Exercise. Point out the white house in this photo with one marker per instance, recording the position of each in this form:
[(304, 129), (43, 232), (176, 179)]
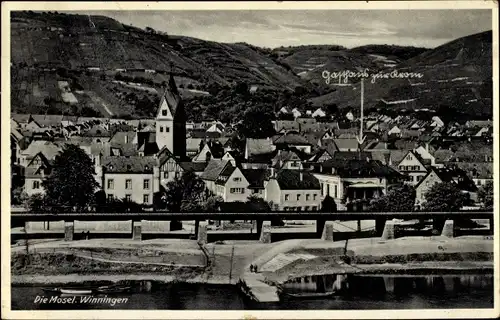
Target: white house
[(296, 113), (318, 113)]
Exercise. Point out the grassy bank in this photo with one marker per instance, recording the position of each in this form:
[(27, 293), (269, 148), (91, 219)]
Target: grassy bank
[(63, 264)]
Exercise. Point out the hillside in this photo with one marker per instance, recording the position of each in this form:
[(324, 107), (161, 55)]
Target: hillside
[(94, 65)]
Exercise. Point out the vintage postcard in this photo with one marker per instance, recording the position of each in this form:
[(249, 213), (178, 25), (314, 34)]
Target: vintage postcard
[(256, 160)]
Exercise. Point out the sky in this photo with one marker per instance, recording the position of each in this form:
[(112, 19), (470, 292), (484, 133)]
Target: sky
[(349, 28)]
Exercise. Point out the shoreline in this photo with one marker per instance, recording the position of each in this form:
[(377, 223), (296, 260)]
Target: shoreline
[(22, 280)]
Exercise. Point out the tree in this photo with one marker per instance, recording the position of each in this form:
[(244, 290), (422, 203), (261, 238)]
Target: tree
[(71, 183), (485, 195), (256, 124), (444, 197), (328, 205), (36, 203), (400, 198), (187, 188)]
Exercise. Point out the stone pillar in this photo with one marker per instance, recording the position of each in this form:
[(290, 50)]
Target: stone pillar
[(389, 284), (69, 230), (202, 232), (136, 230), (196, 227), (258, 226), (388, 233), (265, 233), (327, 233), (320, 226), (437, 225), (448, 230), (379, 226)]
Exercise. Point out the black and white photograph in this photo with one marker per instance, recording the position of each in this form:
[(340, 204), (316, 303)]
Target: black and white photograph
[(257, 159)]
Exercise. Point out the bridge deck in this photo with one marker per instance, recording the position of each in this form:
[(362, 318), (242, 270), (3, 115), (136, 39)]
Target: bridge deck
[(186, 216)]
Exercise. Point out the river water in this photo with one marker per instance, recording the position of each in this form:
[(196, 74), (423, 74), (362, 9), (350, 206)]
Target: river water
[(475, 293)]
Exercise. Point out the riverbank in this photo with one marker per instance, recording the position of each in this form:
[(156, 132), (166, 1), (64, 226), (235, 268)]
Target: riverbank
[(183, 260)]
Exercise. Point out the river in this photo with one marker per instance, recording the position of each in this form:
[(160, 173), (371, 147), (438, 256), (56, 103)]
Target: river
[(477, 293)]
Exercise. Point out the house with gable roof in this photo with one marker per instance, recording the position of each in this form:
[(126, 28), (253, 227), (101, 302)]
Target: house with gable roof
[(349, 181), (232, 185), (414, 166), (439, 175), (37, 169)]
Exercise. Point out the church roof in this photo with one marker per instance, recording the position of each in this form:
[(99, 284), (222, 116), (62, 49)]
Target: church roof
[(171, 96)]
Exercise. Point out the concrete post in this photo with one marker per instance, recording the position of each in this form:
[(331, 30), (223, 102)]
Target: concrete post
[(388, 233), (202, 232), (437, 225), (136, 230), (327, 234), (265, 233), (69, 230), (448, 230)]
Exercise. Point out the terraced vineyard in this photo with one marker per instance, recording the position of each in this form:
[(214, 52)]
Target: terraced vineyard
[(92, 50)]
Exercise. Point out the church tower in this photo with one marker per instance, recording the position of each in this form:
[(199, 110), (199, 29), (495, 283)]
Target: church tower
[(171, 121)]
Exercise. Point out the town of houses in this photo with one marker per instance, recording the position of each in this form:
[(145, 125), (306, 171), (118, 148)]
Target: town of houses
[(307, 159)]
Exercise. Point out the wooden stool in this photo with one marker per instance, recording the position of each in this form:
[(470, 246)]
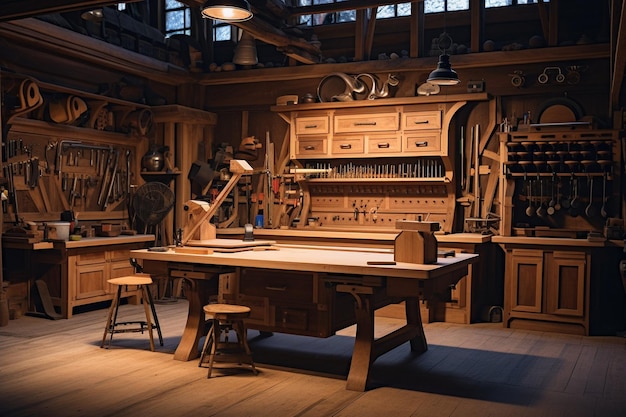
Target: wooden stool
[(225, 317), (143, 281)]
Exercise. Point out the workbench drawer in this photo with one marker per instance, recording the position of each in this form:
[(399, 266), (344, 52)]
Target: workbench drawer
[(421, 120), (289, 287), (348, 145), (311, 147), (387, 143), (423, 142), (313, 125), (375, 122)]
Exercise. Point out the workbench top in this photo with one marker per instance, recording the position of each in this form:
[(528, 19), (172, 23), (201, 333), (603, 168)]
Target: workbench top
[(312, 233)]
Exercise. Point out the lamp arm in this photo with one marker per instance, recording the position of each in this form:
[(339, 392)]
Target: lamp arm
[(238, 168)]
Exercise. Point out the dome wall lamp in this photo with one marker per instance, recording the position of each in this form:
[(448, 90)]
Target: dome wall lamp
[(444, 74), (227, 10)]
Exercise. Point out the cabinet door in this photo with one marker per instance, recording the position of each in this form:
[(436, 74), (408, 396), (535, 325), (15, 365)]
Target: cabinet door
[(525, 275), (91, 280), (566, 274)]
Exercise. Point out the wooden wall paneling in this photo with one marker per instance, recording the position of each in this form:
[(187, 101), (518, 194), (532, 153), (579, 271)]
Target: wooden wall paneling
[(190, 129)]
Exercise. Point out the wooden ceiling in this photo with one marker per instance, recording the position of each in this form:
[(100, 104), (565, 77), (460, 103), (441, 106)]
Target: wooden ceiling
[(274, 13)]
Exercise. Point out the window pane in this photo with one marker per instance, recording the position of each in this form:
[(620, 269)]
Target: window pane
[(434, 6), (384, 12), (404, 9), (172, 4), (498, 3), (222, 33), (458, 5), (175, 20)]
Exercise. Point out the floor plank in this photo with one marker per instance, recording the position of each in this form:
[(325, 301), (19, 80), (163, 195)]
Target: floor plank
[(57, 368)]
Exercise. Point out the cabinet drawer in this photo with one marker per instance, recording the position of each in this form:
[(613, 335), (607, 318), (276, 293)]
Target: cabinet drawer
[(347, 145), (384, 144), (312, 146), (378, 122), (287, 287), (312, 125), (423, 142), (91, 258), (422, 120), (118, 255)]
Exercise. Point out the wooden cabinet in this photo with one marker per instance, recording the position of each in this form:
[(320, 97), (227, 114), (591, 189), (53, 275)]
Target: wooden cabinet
[(548, 289), (75, 272), (89, 272), (370, 163), (286, 300)]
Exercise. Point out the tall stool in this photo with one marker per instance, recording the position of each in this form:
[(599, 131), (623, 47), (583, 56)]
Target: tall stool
[(223, 318), (152, 322)]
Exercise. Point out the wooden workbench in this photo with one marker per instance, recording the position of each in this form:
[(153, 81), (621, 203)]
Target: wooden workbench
[(326, 271), (75, 272)]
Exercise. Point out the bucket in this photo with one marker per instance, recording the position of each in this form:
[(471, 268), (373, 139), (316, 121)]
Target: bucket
[(59, 230)]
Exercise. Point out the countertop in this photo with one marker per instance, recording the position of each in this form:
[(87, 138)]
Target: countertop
[(83, 243)]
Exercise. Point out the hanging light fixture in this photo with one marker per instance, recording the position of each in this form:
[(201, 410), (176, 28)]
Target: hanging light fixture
[(444, 74), (227, 10), (94, 15), (245, 52)]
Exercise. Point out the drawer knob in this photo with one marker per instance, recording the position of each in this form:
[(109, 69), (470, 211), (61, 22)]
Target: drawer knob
[(272, 288)]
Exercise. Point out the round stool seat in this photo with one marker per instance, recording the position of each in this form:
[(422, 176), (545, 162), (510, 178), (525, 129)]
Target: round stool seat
[(131, 280), (227, 311)]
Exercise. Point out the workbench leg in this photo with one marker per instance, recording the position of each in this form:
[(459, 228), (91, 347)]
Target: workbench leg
[(363, 354), (414, 319), (198, 293)]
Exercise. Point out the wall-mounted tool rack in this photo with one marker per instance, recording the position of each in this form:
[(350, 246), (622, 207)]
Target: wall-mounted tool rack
[(559, 183), (369, 163), (65, 149)]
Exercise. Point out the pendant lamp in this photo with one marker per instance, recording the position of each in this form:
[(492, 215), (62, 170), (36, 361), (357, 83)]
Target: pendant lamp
[(444, 74), (245, 52), (227, 10)]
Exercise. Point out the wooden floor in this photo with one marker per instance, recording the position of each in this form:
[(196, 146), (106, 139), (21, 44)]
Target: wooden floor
[(56, 368)]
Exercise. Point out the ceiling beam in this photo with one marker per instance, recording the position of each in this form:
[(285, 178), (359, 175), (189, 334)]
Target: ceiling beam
[(618, 51), (20, 9)]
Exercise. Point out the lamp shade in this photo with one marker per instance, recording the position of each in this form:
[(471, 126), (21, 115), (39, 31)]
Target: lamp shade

= = =

■ What is needed ■
Give as a numbered list the lines from the one containing "Exercise. Point out the pendant" through the last of the lines above, both ends included, with blank lines left out.

■ Output for this exercise ■
1. Exercise. Point out the pendant lamp in this photo with one marker per instance, recording the position of each in this form:
2. [(492, 215), (62, 170), (36, 361), (357, 83)]
3. Target: pendant lamp
4. [(444, 74), (245, 52), (227, 10)]
5. Exercise. Point out the wooden floor in this photo with one marker per instance, recording the position of each in this form:
6. [(196, 146), (106, 139), (21, 44)]
7. Target: wooden floor
8. [(56, 368)]
9. Exercise. Point out the ceiling beam in this photo with one marker per instance, recording the position of each in this form:
10. [(285, 178), (359, 175), (189, 334)]
11. Target: ceiling beam
12. [(618, 51), (20, 9)]
13. Exercise. Point out the lamp shade in this photo with one marker per instance, recording the position of each in this form:
14. [(471, 126), (21, 115), (39, 31)]
15. Target: lamp shade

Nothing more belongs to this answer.